======== Document segment ========

Tuesday, December 29, 2009
15. "Ceremony" by Leslie Marmon Silko
Silko, Leslie Marmon. Ceremony. 1977. New York: Penguin Books, 2006.
Reviewed by J. d’Artagnan Love
Ceremony by Leslie Marmon Silko documents the life of Tayo, a veteran of the Vietnam War. Tayo, who lives on a Native American settlement, suffers from severe shell-shock. In order to heal, he must complete a ceremony initiated by Betonie, one of the medicine men of his settlement.
Betonie begins the ceremony and it is up to Tayo to finish it. Interestingly enough, in the introduction to the book, Silko writes about how the writing of this book was her own healing ceremony. At the time that she began writing Ceremony, Silko was suffering from depression and homesickness. She and her family had moved far from her home and she was having a difficult time adjusting to the change. Silko suffered physically from depression with headaches and fatigue. By writing the novel, Silko was able to heal herself emotionally, and physically.
I have a deep love and appreciation for this novel. I was fortunate enough to read it at a time in my life when I was in need of healing myself. I found solace in Silko’s narrative, plot, imagery, characters, and poetry.

========

* [Work instruction 1]:
List the aspects of Silko's writing in which the reviewer of Ceremony says they found solace.
* [Work instruction 2]:
In the review of Ceremony, who initiates the ceremony Tayo must complete?
* [Work instruction 3]:
Continue the review of Ceremony from its last sentence.

======== Provided data ========

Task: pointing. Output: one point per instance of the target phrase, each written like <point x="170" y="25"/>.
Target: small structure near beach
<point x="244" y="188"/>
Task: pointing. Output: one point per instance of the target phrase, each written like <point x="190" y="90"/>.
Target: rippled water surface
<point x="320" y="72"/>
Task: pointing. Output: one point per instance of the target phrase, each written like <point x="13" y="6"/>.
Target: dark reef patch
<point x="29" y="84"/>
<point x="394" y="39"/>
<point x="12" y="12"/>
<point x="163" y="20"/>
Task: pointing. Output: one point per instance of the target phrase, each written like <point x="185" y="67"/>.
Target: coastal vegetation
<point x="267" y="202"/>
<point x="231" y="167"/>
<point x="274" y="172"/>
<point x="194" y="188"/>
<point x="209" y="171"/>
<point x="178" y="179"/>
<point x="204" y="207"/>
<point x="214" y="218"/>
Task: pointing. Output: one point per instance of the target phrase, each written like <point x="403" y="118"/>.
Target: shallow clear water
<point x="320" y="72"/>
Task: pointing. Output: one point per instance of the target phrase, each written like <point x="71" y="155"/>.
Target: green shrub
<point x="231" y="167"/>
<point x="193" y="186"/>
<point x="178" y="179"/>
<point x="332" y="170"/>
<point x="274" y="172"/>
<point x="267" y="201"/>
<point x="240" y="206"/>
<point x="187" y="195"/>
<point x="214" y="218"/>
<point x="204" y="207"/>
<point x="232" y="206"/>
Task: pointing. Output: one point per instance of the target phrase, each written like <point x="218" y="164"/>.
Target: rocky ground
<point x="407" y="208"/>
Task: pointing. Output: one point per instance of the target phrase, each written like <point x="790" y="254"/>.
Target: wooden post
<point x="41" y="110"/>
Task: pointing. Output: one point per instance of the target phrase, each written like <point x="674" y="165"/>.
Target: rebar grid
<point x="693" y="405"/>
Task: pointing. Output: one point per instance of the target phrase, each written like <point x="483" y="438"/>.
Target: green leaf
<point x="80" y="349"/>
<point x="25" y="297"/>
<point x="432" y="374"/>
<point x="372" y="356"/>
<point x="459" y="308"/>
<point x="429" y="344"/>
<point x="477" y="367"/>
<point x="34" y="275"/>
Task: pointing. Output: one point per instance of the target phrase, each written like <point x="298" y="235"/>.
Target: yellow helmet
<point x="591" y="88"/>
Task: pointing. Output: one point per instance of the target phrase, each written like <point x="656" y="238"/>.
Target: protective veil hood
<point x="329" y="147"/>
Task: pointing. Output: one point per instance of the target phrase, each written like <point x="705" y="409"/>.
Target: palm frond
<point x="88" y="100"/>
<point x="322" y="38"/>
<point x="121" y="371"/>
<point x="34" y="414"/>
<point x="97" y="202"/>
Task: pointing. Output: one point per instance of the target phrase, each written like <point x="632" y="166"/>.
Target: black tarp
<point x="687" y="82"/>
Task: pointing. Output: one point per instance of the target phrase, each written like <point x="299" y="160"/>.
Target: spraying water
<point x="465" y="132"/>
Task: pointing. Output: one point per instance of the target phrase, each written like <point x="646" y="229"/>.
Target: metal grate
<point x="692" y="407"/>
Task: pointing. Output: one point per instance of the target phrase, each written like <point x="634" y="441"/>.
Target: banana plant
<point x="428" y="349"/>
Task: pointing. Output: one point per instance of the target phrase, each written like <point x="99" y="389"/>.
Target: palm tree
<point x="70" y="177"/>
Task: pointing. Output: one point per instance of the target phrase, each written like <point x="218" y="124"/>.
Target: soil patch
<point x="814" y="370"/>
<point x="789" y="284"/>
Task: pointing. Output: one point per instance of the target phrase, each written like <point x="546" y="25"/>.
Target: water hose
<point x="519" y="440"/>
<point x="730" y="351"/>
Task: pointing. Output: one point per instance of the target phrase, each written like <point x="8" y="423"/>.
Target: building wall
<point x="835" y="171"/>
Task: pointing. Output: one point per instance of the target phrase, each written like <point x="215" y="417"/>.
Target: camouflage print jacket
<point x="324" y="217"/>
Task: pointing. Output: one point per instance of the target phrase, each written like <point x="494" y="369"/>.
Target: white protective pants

========

* [Task result 1]:
Narrative, plot, imagery, characters, and poetry.

* [Task result 2]:
Betonie, one of the medicine men of Tayo's settlement.

* [Task result 3]:
This novel is truly a masterpiece (and I’m not just saying that because of my own attachment to the characters and story). Silko weaves poetry into her prose and makes the theme of hybridity quite visible. Often, the poems take the shape of their subject—a poem about warriors is shaped like a downward pointing arrowhead, for example.
The plot is thickly layered and nonlinear. It holds readers’ attention and all the pieces come together quite nicely by the end.
Ceremony’s characters are deep and unique. I couldn’t help but feel compassion for all of them, even the antagonist(s). This is one of Silko’s gifts to her readers. She drives home the point that we are all connected, we are all imperfect, and our choices affect everyone. She humanizes the antagonists to break down the wall between “us” (the supposedly “good”) and “them” (the supposedly “evil”).
As I said in my last post, these reviews are not meant to judge those of you reading them. They are simply a way for me to express what value the books I read hold for me. In this case, Ceremony holds immeasurable value.